→ TASK TO COMPLETE
Starting at the line that contains "Target: bush", quote each line exactly through the last line of the entries, both included.

** start of RECORD EXCERPTS **

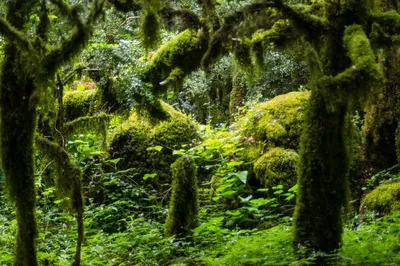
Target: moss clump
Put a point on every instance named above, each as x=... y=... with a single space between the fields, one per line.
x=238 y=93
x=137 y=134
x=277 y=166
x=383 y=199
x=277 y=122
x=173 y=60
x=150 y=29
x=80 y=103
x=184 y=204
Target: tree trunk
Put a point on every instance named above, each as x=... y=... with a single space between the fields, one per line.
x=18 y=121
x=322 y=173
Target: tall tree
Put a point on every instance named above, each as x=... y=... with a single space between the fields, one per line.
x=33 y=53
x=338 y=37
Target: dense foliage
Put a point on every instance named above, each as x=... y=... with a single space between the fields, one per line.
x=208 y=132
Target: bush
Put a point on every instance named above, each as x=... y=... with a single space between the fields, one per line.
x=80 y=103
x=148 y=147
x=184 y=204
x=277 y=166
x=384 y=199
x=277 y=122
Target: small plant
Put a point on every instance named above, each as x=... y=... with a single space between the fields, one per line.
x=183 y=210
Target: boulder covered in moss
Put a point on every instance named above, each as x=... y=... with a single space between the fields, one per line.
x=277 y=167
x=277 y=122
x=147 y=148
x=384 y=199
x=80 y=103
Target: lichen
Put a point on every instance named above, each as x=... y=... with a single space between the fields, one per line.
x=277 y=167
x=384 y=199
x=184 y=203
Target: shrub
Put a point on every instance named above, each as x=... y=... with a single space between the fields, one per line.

** end of RECORD EXCERPTS **

→ TASK RESPONSE
Target: bush
Put a point on every instance named above, each as x=... y=... with a single space between the fields, one per line.
x=80 y=103
x=148 y=147
x=184 y=204
x=277 y=166
x=384 y=199
x=277 y=122
Target: small plant
Put a point on every instance named above, each as x=... y=... with a single space between the fields, one per line.
x=183 y=210
Target: boulder covered in moss
Put a point on every instance named above, each as x=... y=... with a single space between the fields, one per line.
x=277 y=167
x=277 y=122
x=147 y=148
x=384 y=199
x=80 y=103
Target: lichen
Put a point on every instance named above, each as x=... y=... with a single space between the fields, one per line.
x=277 y=167
x=384 y=199
x=184 y=203
Target: shrub
Put a point on every instance named above, each as x=... y=... with a single space between the fields, one per line.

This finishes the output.